[START OF DATA ROWS]

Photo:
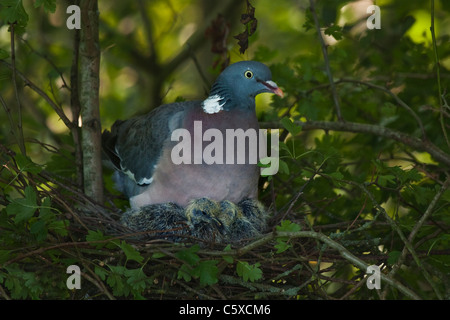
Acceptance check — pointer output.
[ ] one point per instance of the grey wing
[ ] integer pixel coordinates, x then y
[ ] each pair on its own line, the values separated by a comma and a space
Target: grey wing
135, 146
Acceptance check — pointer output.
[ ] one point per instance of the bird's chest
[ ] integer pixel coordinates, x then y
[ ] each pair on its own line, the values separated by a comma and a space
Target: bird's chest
213, 156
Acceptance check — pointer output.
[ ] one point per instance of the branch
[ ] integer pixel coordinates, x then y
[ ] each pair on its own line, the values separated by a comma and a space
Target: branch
327, 62
346, 254
394, 96
355, 127
89, 98
40, 92
20, 137
438, 76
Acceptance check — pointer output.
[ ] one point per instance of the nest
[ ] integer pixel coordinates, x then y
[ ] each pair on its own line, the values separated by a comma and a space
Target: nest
291, 260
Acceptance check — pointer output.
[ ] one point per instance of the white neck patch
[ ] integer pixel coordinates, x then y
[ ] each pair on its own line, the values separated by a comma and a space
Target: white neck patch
212, 105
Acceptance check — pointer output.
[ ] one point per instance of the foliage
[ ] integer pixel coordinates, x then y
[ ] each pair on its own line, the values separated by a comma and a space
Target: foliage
364, 150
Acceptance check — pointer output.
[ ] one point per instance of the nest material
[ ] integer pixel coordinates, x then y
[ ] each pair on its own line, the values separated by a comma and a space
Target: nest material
269, 264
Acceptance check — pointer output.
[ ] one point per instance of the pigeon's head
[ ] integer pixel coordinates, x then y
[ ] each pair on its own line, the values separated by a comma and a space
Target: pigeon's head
238, 85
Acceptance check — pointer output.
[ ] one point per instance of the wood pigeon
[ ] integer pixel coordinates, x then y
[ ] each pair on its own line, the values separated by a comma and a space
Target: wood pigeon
141, 149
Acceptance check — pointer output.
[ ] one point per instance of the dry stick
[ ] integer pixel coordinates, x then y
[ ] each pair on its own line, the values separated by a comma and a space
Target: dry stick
355, 127
327, 62
20, 138
89, 98
40, 92
75, 108
346, 254
438, 76
394, 96
397, 229
418, 225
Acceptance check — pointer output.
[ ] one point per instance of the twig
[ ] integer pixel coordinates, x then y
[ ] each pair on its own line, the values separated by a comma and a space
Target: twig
401, 137
346, 254
438, 76
40, 92
397, 229
394, 96
327, 62
20, 138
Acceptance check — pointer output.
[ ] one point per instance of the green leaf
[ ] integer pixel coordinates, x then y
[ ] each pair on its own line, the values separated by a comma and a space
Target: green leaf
3, 54
335, 31
189, 255
23, 208
288, 226
207, 272
13, 12
131, 252
393, 257
4, 256
383, 180
102, 273
185, 273
136, 279
49, 5
249, 272
25, 164
291, 126
227, 258
281, 246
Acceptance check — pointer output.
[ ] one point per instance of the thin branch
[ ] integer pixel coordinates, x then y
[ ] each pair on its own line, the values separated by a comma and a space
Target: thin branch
355, 127
346, 254
394, 96
327, 62
20, 137
40, 92
438, 76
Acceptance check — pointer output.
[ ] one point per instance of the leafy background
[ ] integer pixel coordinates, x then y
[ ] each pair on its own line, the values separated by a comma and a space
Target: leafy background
364, 170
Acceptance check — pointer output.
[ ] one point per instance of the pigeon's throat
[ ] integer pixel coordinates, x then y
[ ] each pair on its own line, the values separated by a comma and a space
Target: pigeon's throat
213, 104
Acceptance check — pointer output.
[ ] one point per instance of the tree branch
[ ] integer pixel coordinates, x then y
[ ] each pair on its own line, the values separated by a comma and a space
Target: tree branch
89, 98
384, 132
327, 62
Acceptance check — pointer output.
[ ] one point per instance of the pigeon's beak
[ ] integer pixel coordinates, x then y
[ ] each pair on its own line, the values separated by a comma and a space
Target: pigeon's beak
273, 87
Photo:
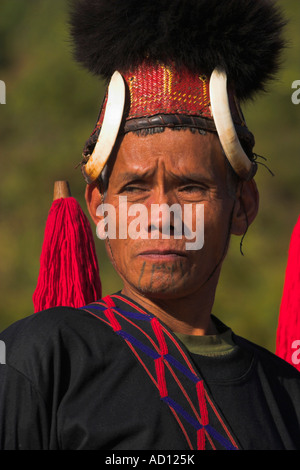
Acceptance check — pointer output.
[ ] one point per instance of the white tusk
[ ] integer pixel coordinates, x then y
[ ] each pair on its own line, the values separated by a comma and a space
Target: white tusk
225, 126
109, 130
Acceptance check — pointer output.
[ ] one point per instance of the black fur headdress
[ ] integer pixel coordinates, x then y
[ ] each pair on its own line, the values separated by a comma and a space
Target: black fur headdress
245, 37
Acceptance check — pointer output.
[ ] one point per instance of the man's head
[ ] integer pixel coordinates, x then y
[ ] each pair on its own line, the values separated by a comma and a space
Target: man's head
184, 168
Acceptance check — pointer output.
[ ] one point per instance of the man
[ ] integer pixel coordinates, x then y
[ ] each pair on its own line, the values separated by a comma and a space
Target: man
151, 367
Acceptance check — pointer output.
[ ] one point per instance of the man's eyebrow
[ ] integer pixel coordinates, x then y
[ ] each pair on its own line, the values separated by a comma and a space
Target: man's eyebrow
133, 176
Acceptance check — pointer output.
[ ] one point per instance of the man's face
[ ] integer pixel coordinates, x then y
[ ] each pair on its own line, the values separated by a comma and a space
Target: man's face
173, 167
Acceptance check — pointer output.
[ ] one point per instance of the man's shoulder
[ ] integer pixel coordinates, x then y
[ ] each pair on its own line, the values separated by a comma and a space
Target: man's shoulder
268, 361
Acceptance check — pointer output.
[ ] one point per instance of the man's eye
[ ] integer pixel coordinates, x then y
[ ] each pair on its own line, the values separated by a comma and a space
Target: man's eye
133, 189
192, 188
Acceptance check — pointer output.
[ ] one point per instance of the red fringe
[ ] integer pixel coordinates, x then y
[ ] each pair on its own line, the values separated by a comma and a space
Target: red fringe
69, 272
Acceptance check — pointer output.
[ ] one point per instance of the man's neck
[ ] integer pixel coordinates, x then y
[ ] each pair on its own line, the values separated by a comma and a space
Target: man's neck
189, 315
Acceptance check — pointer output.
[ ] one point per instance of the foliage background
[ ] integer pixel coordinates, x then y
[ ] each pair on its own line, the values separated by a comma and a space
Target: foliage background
51, 107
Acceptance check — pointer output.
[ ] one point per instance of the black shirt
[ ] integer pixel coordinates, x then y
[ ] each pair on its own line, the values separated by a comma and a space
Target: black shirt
70, 382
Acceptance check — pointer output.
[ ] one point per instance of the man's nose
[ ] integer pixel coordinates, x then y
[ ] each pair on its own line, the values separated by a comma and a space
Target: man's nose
164, 214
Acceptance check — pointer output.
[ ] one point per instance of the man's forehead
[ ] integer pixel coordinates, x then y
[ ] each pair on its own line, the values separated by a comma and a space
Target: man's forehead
178, 151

[END OF DATA ROWS]

JOB: Leave out the pictures, and give all the records again exactly.

SOLUTION BELOW:
Photo:
Acceptance check — pointer output.
[ ] one point per instance of the grey wing
[ ] integer pixel coordinates, x then y
[ ] each pair on its own line, the values separated by a comma and a space
Target: grey wing
135, 146
Acceptance check — pointer output.
[ ] one point per instance of the bird's chest
[ ] integer pixel coordinates, x then y
[ ] each pair on its own line, the values separated by a comma and a space
Target: bird's chest
213, 156
Acceptance check — pointer output.
[ ] one point per instance of the branch
[ ] integer pixel coordinates, x then y
[ ] each pair on its own line, the values separated by a comma and a space
Target: branch
327, 62
346, 254
394, 96
355, 127
89, 98
40, 92
20, 137
438, 76
Acceptance check — pointer output.
[ ] one point per instance of the nest
[ ] integer pixel coordinates, x then y
[ ] each pair on its own line, the values separated by a comma and a space
Target: nest
291, 260
Acceptance check — pointer output.
[ ] one point per instance of the white neck patch
[ ] integer pixel coordinates, x then y
[ ] each pair on its own line, the values separated by a comma and a space
Target: white neck patch
212, 105
Acceptance check — pointer output.
[ ] one point per instance of the foliage
[ ] integer pixel coordinates, x then y
[ ] each pair on its own line, the values separated by a comma and a space
Target: foliage
364, 150
Acceptance check — pointer output.
[ ] one point per instance of the nest material
[ ] integer pixel coordinates, x then y
[ ] each pair on its own line, the values separated by a comma and a space
Target: nest material
269, 264
Acceptance check — pointer output.
[ ] one point per instance of the pigeon's head
[ ] integer pixel coordinates, x then y
[ ] each pair on its own line, the values separated by a comma and a space
Target: pigeon's head
238, 85
Acceptance check — pointer output.
[ ] one point per instance of the wood pigeon
[ ] integer pixel coordinates, x then y
[ ] each pair on its own line, the values separated by a comma and a space
Target: wood pigeon
141, 149
Acceptance check — pointer output.
[ ] one point per instance of the dry stick
[ ] integer pixel coordinates, x then y
[ ] each pair on its own line, the values separated by a comma and a space
Target: dry stick
355, 127
327, 62
20, 138
89, 98
40, 92
75, 108
346, 254
438, 76
394, 96
397, 229
418, 225
Acceptance check — pointer output.
[ ] one point per instance of the twig
[ ] integer pixel coordinates, x then y
[ ] each pair on its own line, the values separated by a comma and a space
Target: twig
401, 137
346, 254
438, 76
40, 92
397, 229
394, 96
327, 62
20, 138
Acceptance check — pointer output.
[ ] one point per instance of the green leaf
[ ] integer pixel coordinates, x then y
[ ] each pair on its own line, the values separated by a comma and a space
Target: green leaf
3, 54
335, 31
189, 255
23, 208
288, 226
207, 272
13, 12
131, 252
393, 257
4, 256
383, 180
102, 273
185, 273
136, 279
49, 5
249, 272
25, 164
291, 126
227, 258
281, 246
Acceptance check — pointer output.
[ ] one point per instance of the thin branch
[ ] integer pixel coordinates, x then y
[ ] each pair on its own line, the values separated by a comma and a space
Target: thin branch
355, 127
346, 254
394, 96
327, 62
20, 137
40, 92
438, 76
Acceptance check — pointer output.
[ ] one point per instance of the leafy background
[ ] integer pixel coordinates, x then y
[ ] each pair on its own line, the values separated by a comma and a space
Target: leafy background
364, 170
Acceptance check — pointer output.
[ ] one point per instance of the pigeon's throat
[ ] integer pixel coordinates, x then y
[ ] each pair on its own line, the values separated by a comma and a space
Target: pigeon's throat
213, 104
Acceptance check — pointer output.
[ ] one point per instance of the tree branch
[ ] integer pixel coordinates, x then y
[ ] each pair on its own line, the values separated by a comma and a space
Target: tree branch
89, 98
384, 132
327, 62
Acceptance check — pointer output.
[ ] one point per instance of the pigeon's beak
[ ] integer pixel coordinates, x then y
[ ] each pair on its own line, the values separated by a comma and a space
Target: pigeon's beak
273, 87
Photo:
Acceptance check — pointer output.
[ ] one point per instance of the white tusk
[ ] integer pixel coordinates, x then y
[ ] each pair on its own line, the values separated by a comma and a space
Target: white tusk
225, 126
109, 130
Acceptance check — pointer output.
[ ] one point per instance of the black fur headdress
[ ] integer pixel coordinates, x then y
[ ] each pair on its own line, the values separated by a comma and a space
Target: black fur headdress
245, 37
Acceptance check — pointer output.
[ ] one point per instance of the man's head
[ ] integer pixel coordinates, x then y
[ ] each pair on its own line, the values separated by a comma and a space
Target: man's head
184, 168
Acceptance check — pointer output.
[ ] one point per instance of the man
[ ] integer pixel coordinates, x then y
[ ] each pair on its own line, the values separated by a comma and a space
Target: man
151, 367
Acceptance check — pointer output.
[ ] one point per instance of the man's eyebrow
[ ] integer pixel coordinates, x then y
[ ] each pair on its own line, the values separated by a comma and a space
Target: man's eyebrow
133, 176
Acceptance check — pointer output.
[ ] one point per instance of the man's face
[ ] integer pixel coordinates, x then y
[ ] each pair on its own line, the values separated by a comma and a space
Target: man's face
173, 167
Acceptance check — pointer output.
[ ] one point per instance of the man's shoulder
[ ] integer pixel coordinates, x then y
[ ] each pair on its own line, the values separated by a comma and a space
Target: man's shoulder
268, 361
Acceptance check — pointer output.
[ ] one point per instance of the man's eye
[ ] integer pixel coordinates, x then y
[ ] each pair on its own line, the values separated by a comma and a space
Target: man's eye
133, 189
192, 188
Acceptance check — pointer output.
[ ] one point per instance of the red fringe
[ ] integer pixel coordinates, x then y
[ ] each pair on its own line, the values separated by a comma and a space
Target: red fringe
69, 272
Acceptance check — pointer output.
[ ] one point per instance of the man's neck
[ ] integer pixel coordinates, x then y
[ ] each pair on its own line, the values separated by a comma and a space
Target: man's neck
189, 315
Acceptance check — pointer output.
[ ] one point per instance of the foliage background
[ ] integer pixel coordinates, x then y
[ ] each pair on its own line, the values separated by a comma and a space
Target: foliage background
51, 107
Acceptance check — pointer output.
[ ] one point per instance of the black shirt
[ ] integer pixel coordinates, x then y
[ ] each pair on its own line, the values separated by a comma and a space
Target: black shirt
70, 382
Acceptance check — pointer output.
[ ] one point per instance of the man's nose
[ ] integer pixel coordinates, x then y
[ ] each pair on its own line, the values separated by a comma and a space
Target: man's nose
164, 214
Acceptance check — pointer output.
[ ] one point per instance of the man's forehead
[ ] integer pixel coordinates, x then y
[ ] each pair on its own line, the values separated by a comma and a space
Target: man's forehead
178, 151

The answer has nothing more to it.